**Reading passage:**

◆ ◆ ◆ ◆ ◆ ◆ ◆

5

I try to run a basic application with hibernate and jpa, but now I'm stuck on this exception when running app...Here's the code and erro below:

java.lang.IllegalArgumentException: Not an entity: class pka.EclipseJPAExample.domain.Employee
at org.hibernate.ejb.metamodel.MetamodelImpl.entity(MetamodelImpl.java:158)
at org.hibernate.ejb.criteria.QueryStructure.from(QueryStructure.java:136)
at org.hibernate.ejb.criteria.CriteriaQueryImpl.from(CriteriaQueryImpl.java:177)
at pka.EclipseJPAExample.jpa.JpaTest.createEmployees(JpaTest.java:47)
at pka.EclipseJPAExample.jpa.JpaTest.main(JpaTest.java:33)

JpaTest.java: 

public class JpaTest {
private EntityManager manager;
public JpaTest(EntityManager manager) {
    this.manager = manager;
}
/**
 * @param args
 */
public static void main(String[] args) {
    EntityManagerFactory factory = Persistence.createEntityManagerFactory("persistenceUnit");
    EntityManager manager = factory.createEntityManager();
    JpaTest test = new JpaTest(manager);

    EntityTransaction tx = manager.getTransaction();
    tx.begin();
    try {
        test.createEmployees();
    } catch (Exception e) {
        e.printStackTrace();
    }
    tx.commit();

    test.listEmployees();

    System.out.println(".. done");
}

private void createEmployees() {
    CriteriaBuilder builder = manager.getCriteriaBuilder();
    CriteriaQuery<Employee> query = builder.createQuery(Employee.class);
    query.from(Employee.class);

    int numOfEmployees = manager.createQuery(query).getResultList().size();
    if (numOfEmployees == 0) {
        Department department = new Department("java");
        manager.persist(department);

        manager.persist(new Employee("Jakab Gipsz",department));
        manager.persist(new Employee("Captain Nemo",department));

    }
}


private void listEmployees() {
    CriteriaBuilder builder = manager.getCriteriaBuilder();
    CriteriaQuery<Employee> query = builder.createQuery(Employee.class);
    query.from(Employee.class);
    List<Employee> resultList = manager.createQuery(query).getResultList();

    for (Employee next : resultList) {
        System.out.println("next employee: " + next);
    }
}
}

and persistence.xml:

....<persistence-unit name="persistenceUnit" transaction-type="RESOURCE_LOCAL">
    <exclude-unlisted-classes>false</exclude-unlisted-classes>
    <properties>

        <property name="javax.persistence.jdbc.driver" value="com.mysql.jdbc.Driver" />
        <property name="javax.persistence.jdbc.url" value="jdbc:mysql://localhost:3306/testowa" />
        <property name="javax.persistence.jdbc.user" value="root" />
        <property name="javax.persistence.jdbc.password" value="enchantsql" />

        <property name="hbm2ddl.auto" value="create" />

        <property name="hibernate.dialect" value="org.hibernate.dialect.MySQLDialect" />        
    </properties>

</persistence-unit>....

◆ ◆ ◆ ◆ ◆ ◆ ◆

**Tasks to complete:**
1/ Say whether each statement agrees with the Hibernate post. For each, answer yes or no and quote the deciding words.
(a) The persistence unit uses the RESOURCE_LOCAL transaction type.
(b) The configured JDBC driver is for PostgreSQL.
(c) The exception reports that the Employee class is not an entity.
2/ In the Hibernate post, what database does the JDBC URL point to?
3/ Write the next part of the Hibernate post, starting from the point where it stops.
The lines that follow have no connection to the Hibernate post.

◆ ◆ ◆ ◆ ◆ ◆ ◆

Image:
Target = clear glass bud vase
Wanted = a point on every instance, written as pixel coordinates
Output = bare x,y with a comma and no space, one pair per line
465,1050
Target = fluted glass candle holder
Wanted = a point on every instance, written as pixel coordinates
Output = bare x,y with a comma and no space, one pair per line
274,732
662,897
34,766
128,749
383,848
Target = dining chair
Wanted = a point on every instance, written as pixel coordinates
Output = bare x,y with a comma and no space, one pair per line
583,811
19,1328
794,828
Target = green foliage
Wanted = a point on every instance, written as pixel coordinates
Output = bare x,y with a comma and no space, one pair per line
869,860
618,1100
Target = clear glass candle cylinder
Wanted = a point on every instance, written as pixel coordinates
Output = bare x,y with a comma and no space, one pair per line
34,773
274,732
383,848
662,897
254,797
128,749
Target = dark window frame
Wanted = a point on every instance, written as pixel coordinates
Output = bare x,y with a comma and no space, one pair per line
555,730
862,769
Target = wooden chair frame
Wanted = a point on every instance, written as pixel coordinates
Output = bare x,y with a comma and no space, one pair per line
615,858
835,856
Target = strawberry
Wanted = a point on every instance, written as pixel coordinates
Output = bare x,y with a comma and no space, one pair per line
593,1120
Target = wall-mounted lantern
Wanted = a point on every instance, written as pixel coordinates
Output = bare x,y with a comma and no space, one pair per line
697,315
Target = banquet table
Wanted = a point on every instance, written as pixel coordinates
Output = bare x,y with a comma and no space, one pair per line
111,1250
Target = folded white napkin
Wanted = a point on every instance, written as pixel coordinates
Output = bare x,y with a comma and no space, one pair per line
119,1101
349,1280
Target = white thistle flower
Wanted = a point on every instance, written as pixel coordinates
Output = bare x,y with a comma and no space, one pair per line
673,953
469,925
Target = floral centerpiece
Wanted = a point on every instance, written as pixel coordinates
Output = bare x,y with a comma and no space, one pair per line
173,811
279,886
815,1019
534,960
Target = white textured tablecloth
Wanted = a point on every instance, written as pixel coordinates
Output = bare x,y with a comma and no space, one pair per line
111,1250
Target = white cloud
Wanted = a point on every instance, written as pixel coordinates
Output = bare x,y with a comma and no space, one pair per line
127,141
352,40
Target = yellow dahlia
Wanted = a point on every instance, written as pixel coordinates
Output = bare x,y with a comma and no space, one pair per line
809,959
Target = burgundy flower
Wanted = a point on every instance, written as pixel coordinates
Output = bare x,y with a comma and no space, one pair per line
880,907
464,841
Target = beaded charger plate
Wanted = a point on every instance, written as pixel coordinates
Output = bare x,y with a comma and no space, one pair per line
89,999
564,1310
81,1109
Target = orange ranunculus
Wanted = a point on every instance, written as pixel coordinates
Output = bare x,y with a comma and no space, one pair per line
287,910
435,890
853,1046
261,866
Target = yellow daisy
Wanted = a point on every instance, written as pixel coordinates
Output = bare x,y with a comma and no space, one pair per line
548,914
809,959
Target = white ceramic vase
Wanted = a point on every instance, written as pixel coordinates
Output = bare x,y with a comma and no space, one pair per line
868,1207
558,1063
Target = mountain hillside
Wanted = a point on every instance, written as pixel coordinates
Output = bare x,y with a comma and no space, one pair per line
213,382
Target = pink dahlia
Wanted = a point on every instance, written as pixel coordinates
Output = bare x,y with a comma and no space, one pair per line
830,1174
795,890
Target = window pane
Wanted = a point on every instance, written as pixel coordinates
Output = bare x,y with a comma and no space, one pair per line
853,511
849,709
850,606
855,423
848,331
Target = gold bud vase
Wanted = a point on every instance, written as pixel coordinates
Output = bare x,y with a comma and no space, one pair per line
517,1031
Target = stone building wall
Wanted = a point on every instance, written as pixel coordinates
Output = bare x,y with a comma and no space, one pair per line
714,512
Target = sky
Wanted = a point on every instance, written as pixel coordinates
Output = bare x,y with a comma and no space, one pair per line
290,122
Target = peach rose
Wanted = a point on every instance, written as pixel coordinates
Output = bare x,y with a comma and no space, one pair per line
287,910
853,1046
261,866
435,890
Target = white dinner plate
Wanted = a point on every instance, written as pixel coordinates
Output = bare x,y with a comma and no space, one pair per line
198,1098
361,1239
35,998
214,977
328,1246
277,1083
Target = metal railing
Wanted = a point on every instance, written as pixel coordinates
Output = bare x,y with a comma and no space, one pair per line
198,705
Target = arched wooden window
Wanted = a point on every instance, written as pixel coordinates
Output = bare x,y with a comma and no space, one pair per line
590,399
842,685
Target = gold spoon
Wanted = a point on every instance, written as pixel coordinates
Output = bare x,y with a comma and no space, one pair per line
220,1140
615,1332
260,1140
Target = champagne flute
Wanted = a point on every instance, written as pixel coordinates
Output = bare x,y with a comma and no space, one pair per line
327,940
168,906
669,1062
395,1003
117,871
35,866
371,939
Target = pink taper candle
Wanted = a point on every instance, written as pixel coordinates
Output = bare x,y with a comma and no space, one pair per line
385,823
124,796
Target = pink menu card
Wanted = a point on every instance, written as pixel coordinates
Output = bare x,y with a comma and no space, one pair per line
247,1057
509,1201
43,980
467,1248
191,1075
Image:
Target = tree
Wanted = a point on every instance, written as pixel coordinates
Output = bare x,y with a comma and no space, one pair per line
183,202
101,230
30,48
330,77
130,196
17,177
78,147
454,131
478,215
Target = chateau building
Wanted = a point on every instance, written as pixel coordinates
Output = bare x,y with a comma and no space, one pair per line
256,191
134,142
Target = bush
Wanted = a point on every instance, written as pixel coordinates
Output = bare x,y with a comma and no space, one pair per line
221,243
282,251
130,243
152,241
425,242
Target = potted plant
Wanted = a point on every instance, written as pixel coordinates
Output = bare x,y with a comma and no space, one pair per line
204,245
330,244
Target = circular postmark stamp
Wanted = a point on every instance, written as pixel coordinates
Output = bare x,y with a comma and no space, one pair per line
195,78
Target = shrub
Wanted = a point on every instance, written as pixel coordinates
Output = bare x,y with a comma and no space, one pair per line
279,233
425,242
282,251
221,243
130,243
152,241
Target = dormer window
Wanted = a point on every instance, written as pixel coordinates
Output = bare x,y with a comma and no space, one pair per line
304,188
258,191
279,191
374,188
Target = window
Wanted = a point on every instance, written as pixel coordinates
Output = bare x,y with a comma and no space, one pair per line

◆ ◆ ◆ ◆ ◆ ◆ ◆

**Final answers:**
1/
(a) Yes: "transaction-type="RESOURCE_LOCAL""
(b) No: "value="com.mysql.jdbc.Driver""
(c) Yes: "Not an entity: class pka.EclipseJPAExample.domain.Employee"

2/ The testowa database on localhost, port 3306.

3/
Could you point where is the problem?

EDIT: I forgot to paste Employee class...so here it is below:

@Entity
@Table(name="Employee")
public class Employee {
@Id
@GeneratedValue
private Long id;

private String name;

@ManyToOne
private Department department;

public Employee() {}

public Employee(String name, Department department) {
    this.name = name;
    this.department = department;
}


public Employee(String name) {
    this.name = name;
}

public Long getId() {
    return id;
}

public void setId(Long id) {
    this.id = id;
}

public String getName() {
    return name;
}

public void setName(String name) {
    this.name = name;
}

public Department getDepartment() {
    return department;
}

public void setDepartment(Department department) {
    this.department = department;
}

@Override
public String toString() {
    return "Employee [id=" + id + ", name=" + name + ", department="
            + department.getName() + "]";
}

}

As you can see it is mapped.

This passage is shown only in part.